Rewrite as a JSON list of strings, one string per line with blank lines dropped, the rows starting at the line containing "q: window with white frame" and ending at the end of the records.

== == ==

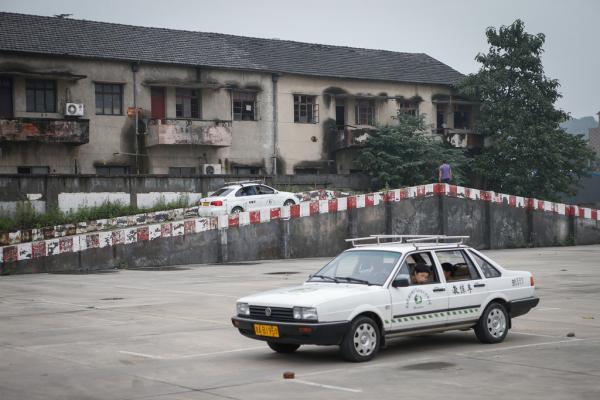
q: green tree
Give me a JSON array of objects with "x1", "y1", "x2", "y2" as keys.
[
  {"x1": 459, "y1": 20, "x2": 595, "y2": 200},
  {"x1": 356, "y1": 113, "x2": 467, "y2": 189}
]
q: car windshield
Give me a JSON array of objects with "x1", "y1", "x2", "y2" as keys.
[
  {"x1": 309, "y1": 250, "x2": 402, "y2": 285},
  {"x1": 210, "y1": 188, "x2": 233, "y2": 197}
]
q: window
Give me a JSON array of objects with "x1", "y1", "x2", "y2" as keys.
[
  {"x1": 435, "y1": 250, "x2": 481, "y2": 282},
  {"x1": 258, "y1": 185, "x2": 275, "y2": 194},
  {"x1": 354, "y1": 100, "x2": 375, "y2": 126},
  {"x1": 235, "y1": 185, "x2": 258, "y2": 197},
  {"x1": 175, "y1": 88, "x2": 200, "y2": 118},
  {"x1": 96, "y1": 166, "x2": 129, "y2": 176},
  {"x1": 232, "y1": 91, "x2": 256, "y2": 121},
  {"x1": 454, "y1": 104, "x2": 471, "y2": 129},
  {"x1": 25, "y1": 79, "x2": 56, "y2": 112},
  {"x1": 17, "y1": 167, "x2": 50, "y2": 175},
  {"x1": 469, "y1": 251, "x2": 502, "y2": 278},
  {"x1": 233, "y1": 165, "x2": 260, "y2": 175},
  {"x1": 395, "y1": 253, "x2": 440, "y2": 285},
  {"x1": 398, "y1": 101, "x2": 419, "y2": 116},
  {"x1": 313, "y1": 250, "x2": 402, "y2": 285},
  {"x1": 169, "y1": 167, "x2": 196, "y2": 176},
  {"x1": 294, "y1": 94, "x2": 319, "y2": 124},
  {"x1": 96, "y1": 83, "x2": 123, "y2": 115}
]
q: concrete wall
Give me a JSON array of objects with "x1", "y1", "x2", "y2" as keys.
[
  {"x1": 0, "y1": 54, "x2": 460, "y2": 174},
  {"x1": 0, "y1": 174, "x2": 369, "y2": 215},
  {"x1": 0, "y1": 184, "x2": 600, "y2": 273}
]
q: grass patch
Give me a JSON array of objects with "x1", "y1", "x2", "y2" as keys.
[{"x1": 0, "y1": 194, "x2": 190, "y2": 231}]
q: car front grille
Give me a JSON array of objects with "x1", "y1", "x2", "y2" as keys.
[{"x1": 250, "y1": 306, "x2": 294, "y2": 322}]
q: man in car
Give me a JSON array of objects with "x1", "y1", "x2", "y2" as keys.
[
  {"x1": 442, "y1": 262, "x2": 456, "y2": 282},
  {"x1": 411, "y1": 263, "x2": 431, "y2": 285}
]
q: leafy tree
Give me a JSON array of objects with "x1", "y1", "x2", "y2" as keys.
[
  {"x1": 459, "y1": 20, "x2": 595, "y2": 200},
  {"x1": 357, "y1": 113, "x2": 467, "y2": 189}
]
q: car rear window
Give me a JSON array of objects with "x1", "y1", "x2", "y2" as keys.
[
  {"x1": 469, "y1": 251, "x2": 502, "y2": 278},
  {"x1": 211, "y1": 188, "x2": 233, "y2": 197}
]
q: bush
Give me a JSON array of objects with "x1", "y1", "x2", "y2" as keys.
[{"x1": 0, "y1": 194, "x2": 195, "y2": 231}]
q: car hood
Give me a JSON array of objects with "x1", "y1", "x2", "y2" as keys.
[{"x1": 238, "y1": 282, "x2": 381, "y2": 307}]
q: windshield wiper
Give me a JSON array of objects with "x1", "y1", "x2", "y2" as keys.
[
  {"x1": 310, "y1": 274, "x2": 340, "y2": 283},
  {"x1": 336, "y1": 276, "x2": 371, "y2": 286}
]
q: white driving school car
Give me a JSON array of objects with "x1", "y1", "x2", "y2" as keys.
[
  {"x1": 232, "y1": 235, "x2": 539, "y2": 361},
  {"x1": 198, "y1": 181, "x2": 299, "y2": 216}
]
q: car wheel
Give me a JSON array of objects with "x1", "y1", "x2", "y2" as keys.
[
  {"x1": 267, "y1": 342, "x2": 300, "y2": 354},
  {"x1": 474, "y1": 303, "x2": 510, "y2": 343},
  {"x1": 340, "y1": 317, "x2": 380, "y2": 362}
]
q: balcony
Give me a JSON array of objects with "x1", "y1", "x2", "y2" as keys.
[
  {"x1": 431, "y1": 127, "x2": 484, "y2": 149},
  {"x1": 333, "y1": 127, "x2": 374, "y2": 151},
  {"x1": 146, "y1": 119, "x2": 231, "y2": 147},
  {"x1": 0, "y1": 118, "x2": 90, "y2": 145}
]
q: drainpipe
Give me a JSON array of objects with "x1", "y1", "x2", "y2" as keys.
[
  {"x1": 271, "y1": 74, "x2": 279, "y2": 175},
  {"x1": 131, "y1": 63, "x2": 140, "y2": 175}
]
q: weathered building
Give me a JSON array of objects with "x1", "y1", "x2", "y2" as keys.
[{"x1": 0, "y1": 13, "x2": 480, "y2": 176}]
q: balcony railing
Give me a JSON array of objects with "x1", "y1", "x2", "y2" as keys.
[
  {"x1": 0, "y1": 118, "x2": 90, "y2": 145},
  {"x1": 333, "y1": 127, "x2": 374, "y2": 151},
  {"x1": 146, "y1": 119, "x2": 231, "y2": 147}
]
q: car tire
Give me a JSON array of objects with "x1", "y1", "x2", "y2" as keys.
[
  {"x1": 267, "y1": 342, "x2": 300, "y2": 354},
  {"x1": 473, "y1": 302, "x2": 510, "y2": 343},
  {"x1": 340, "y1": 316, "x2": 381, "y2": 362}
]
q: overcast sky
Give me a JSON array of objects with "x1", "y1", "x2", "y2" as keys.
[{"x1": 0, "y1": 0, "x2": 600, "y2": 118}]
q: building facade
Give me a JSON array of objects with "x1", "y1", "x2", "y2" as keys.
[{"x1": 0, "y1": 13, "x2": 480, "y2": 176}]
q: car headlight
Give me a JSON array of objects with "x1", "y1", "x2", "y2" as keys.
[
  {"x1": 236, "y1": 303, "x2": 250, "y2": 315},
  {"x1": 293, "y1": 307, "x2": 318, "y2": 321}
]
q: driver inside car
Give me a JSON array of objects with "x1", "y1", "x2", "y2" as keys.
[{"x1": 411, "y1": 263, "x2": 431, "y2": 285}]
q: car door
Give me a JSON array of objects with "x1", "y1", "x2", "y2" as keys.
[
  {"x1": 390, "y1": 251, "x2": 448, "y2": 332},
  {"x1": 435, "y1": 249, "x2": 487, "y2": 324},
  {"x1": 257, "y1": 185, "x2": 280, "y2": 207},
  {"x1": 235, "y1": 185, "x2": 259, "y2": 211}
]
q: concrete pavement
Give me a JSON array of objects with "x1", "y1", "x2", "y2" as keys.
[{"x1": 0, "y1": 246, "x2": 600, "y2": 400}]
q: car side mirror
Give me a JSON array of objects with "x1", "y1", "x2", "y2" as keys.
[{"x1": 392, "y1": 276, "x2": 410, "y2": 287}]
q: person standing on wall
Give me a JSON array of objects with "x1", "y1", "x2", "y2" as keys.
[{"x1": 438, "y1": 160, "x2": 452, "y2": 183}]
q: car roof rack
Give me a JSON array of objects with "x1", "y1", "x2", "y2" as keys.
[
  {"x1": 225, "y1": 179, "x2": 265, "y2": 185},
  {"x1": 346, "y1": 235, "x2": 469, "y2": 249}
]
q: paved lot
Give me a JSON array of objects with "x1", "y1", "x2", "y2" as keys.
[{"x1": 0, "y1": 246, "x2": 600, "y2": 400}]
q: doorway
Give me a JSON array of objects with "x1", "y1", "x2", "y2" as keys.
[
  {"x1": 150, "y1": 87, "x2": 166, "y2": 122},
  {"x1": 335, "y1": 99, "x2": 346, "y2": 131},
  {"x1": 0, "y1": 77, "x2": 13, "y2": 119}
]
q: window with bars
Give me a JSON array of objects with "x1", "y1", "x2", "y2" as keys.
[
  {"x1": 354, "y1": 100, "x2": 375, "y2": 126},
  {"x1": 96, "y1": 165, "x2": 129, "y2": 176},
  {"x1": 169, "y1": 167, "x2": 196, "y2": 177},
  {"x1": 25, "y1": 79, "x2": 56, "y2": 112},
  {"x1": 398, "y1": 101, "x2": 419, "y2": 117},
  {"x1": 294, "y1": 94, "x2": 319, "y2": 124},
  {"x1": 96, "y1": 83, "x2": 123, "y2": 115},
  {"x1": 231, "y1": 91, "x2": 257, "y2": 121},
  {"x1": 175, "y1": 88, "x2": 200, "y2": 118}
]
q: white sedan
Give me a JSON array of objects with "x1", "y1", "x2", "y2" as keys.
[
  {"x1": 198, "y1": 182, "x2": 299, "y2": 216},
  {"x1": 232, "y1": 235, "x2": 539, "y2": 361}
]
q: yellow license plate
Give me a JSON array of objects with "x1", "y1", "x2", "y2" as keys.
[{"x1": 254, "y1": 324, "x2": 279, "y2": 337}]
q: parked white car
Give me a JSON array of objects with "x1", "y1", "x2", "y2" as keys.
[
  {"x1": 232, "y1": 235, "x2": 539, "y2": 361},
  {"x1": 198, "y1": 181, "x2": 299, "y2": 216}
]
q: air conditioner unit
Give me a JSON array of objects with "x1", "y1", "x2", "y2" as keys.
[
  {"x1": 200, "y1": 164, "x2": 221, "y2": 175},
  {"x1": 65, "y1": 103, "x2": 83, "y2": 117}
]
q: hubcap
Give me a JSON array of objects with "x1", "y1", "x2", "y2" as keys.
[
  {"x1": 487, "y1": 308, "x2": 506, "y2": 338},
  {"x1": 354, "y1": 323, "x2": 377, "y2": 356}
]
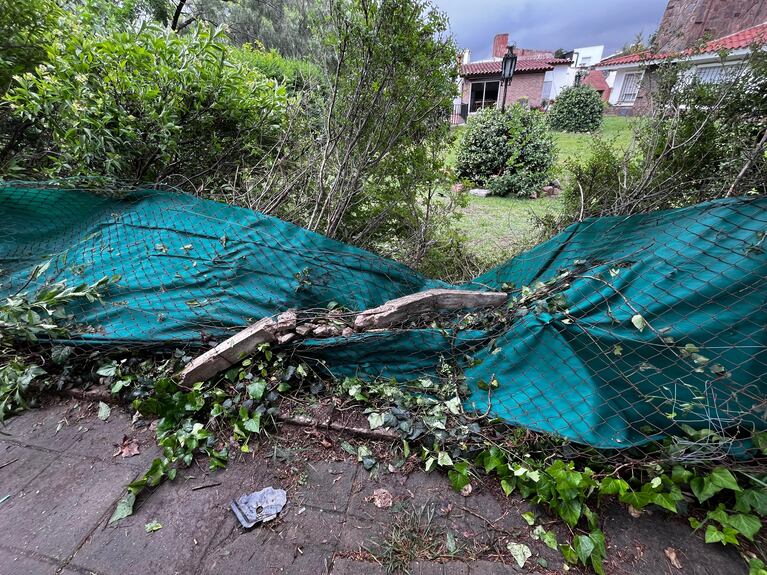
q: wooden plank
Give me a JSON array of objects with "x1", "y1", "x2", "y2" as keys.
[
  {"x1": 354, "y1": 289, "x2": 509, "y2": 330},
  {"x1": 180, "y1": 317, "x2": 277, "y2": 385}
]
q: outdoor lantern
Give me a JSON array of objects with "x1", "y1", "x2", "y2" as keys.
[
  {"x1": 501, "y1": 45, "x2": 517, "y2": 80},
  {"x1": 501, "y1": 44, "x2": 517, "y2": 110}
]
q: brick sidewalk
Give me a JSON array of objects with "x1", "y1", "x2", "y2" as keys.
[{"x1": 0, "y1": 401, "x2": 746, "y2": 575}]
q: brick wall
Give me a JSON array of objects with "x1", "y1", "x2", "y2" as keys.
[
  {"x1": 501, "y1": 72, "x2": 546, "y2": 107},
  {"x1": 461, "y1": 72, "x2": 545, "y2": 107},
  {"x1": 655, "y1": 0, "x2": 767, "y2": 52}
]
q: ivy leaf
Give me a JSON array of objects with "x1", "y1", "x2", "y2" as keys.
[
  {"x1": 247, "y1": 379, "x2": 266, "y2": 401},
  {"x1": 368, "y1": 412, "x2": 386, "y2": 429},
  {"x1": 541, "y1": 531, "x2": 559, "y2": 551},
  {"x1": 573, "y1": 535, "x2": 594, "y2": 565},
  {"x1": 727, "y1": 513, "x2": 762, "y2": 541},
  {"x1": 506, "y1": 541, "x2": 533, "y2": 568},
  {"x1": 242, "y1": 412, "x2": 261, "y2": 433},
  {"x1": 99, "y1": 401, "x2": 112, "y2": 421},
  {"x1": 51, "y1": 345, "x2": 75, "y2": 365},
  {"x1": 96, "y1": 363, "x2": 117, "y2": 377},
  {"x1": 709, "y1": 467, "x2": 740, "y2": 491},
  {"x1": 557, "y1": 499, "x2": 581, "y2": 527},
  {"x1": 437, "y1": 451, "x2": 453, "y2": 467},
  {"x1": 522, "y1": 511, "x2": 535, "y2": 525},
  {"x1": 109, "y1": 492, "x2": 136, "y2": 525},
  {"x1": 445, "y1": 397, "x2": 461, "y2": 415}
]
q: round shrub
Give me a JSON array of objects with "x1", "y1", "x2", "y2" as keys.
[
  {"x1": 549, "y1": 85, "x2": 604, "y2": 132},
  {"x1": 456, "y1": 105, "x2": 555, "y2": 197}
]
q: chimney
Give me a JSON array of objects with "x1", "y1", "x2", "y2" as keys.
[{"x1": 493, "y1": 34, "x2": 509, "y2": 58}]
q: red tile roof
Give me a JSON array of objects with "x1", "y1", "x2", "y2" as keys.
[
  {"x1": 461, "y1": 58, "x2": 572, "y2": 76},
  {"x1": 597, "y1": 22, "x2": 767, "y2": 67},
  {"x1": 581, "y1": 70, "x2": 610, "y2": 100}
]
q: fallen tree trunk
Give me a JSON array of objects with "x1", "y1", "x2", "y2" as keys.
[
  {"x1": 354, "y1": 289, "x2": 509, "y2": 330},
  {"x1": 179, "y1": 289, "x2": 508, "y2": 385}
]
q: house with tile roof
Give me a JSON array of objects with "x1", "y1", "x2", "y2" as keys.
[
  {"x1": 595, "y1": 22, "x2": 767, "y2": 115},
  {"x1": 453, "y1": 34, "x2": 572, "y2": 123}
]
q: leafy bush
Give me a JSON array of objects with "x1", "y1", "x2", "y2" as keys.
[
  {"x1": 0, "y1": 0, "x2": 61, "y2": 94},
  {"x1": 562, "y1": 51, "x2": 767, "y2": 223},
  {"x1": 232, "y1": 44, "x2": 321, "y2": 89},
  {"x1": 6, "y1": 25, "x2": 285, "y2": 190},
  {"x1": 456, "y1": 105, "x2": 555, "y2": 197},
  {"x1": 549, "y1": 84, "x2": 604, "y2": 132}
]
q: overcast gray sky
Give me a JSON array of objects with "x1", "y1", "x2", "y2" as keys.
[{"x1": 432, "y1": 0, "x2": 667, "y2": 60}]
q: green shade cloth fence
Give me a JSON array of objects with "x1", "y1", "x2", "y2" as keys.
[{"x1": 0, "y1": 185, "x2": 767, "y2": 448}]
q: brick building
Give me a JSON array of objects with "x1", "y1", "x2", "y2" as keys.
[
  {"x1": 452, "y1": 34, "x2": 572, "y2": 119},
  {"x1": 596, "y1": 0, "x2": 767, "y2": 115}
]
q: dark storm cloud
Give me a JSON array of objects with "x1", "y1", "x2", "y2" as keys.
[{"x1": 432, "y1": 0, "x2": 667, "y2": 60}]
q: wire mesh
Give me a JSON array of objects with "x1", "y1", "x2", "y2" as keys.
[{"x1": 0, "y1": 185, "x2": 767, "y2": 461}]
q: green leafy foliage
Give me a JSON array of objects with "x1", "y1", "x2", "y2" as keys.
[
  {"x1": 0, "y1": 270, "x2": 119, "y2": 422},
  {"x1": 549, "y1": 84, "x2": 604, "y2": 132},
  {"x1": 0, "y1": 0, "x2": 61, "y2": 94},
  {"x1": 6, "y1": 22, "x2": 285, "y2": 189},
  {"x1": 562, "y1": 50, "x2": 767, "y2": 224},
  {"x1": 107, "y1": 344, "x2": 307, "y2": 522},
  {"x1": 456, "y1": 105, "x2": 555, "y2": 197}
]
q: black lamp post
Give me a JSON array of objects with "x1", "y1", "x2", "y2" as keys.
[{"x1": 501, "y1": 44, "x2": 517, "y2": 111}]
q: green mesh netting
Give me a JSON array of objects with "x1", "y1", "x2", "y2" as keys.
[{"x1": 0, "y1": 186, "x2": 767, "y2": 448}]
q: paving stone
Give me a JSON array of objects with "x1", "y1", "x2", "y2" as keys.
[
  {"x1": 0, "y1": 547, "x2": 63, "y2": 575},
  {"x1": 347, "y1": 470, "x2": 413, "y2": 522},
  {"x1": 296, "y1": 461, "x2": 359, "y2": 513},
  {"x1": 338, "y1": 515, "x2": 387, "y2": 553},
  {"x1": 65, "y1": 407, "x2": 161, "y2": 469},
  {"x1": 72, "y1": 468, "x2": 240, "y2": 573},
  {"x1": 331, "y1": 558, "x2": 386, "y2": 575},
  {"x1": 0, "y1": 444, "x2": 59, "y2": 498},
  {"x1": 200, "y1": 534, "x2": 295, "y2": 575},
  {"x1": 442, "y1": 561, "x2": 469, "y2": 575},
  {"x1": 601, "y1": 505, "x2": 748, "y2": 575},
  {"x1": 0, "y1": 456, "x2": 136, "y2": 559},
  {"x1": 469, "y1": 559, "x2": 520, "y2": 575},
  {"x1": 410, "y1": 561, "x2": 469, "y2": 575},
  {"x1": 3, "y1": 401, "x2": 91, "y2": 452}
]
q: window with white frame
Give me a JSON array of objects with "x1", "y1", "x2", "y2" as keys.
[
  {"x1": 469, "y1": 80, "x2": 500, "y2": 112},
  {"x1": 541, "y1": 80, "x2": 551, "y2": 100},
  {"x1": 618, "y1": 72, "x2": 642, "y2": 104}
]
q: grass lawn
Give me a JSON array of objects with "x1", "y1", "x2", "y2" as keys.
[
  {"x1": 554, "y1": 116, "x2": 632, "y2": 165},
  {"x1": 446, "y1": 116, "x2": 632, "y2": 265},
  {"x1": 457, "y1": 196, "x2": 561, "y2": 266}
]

== == ==

• Result for this exercise:
[
  "q: window with white frame",
  "Give me a JSON array of objects with \"x1\", \"y1\", \"x2\", \"y2\" as keys.",
  "[",
  "  {\"x1\": 469, \"y1\": 80, \"x2\": 500, \"y2\": 112},",
  "  {\"x1\": 541, \"y1\": 80, \"x2\": 551, \"y2\": 100},",
  "  {\"x1\": 618, \"y1\": 72, \"x2\": 642, \"y2\": 104}",
  "]",
  "q: grass lawn",
  "Give me a JSON array of objects with \"x1\", \"y1\", \"x2\", \"y2\" as keys.",
  "[",
  "  {\"x1\": 554, \"y1\": 116, \"x2\": 632, \"y2\": 165},",
  "  {\"x1\": 446, \"y1\": 116, \"x2\": 632, \"y2\": 265},",
  "  {\"x1\": 457, \"y1\": 196, \"x2\": 561, \"y2\": 266}",
  "]"
]